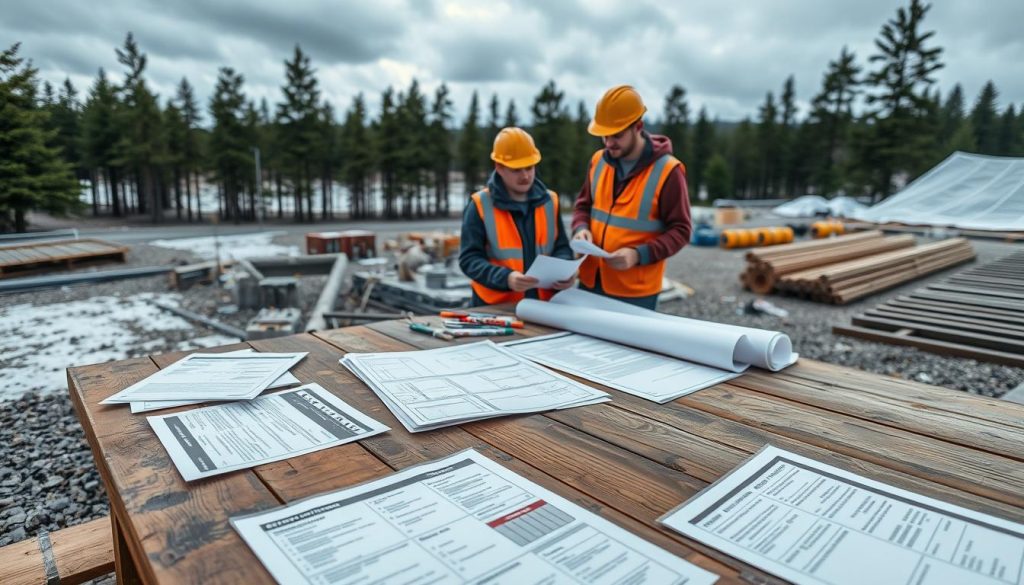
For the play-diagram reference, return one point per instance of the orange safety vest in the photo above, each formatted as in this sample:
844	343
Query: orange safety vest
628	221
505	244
* * *
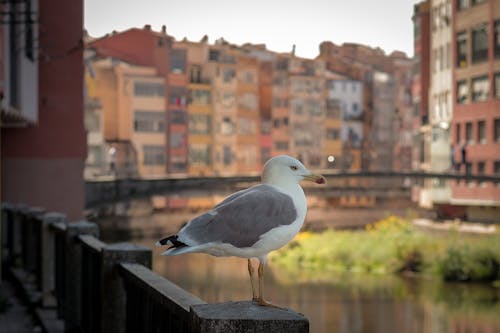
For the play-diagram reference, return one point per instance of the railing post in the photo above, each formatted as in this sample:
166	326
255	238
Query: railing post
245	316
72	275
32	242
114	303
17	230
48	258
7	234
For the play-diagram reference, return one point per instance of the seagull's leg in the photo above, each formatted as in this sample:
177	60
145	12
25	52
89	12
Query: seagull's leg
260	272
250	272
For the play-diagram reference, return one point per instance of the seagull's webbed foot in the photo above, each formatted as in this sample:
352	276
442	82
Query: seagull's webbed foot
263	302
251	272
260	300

Exercise aim:
Scan the entries above for the word "formatted". Report the lines that hold it.

Answer to this exercise:
For the play-diagram reference, return one point per instance of the orange safety vest in the photo above, each formatted as in this sample:
For the play-diagram reference, return one point per instance of the railing post in the photo above, each formatted as in this sample:
For the play-diagram reference, return one point per instance of the seagull's leg in the photo above, each formatted as in this sample:
For the play-diagram reference, return one point per instance of the seagull's webbed foot in the photo above, each formatted as in this sample:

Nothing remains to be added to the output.